Excerpted text |
- - -
STViT: Improving Self-Supervised Multi-Camera Depth Estimation with Spatial-Temporal Context and Adversarial Geometry Regularization (Student Abstract)

Authors

  • Zhuo Chen Shenzhen International Graduate School, Tsinghua University
  • Haimei Zhao University of Sydney
  • Bo Yuan University of Queensland
  • Xiu Li Shenzhen International Graduate School, Tsinghua University

DOI:

https://doi.org/10.1609/aaai.v38i21.30429

Keywords:

Multi-camera Depth Estimation, Self-supervised Depth Estimation, Depth Estimation

Abstract

Multi-camera depth estimation has recently garnered significant attention due to its substantial practical implications in the realm of autonomous driving. In this paper, we delve into the task of self-supervised multi-camera depth estimation and propose an innovative framework, STViT, featuring several noteworthy enhancements: 1) we propose a Spatial-Temporal Transformer to comprehensively exploit both local connectivity and the global context of image features, meanwhile learning enriched spatial-temporal cross-view correlations to recover 3D geometry. 2) to alleviate the severe effect of adverse conditions, e.g., rainy weather and nighttime driving, we introduce a GAN-based Adversarial Geometry Regularization Module (AGR) to further constrain the depth estimation with unpaired normal-condition depth maps and prevent the model from being incorrectly trained. Experiments on challenging autonomous driving datasets Nuscenes and DDAD show that our method achieves state-of-the-art performance.
- - -
Data excerpt |

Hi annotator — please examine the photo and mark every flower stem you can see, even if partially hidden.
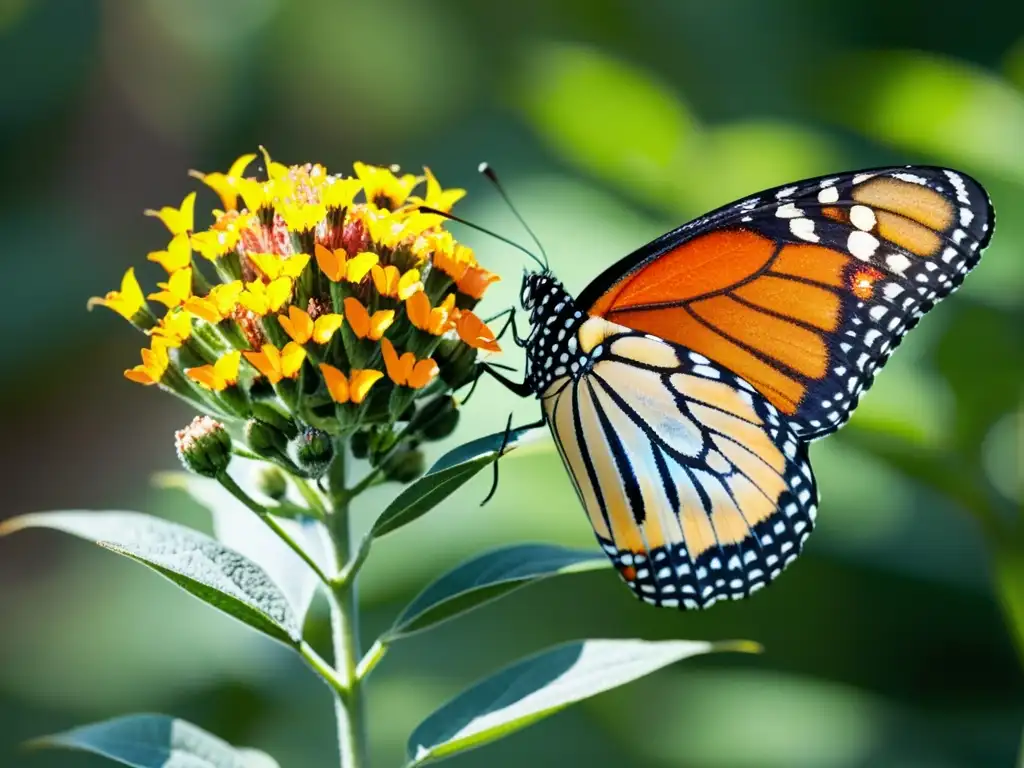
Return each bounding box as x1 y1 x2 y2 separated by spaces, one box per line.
- - -
Your objective | In the STViT abstract, on which two autonomous driving datasets were the experiments conducted?

Answer to the exercise | Nuscenes and DDAD.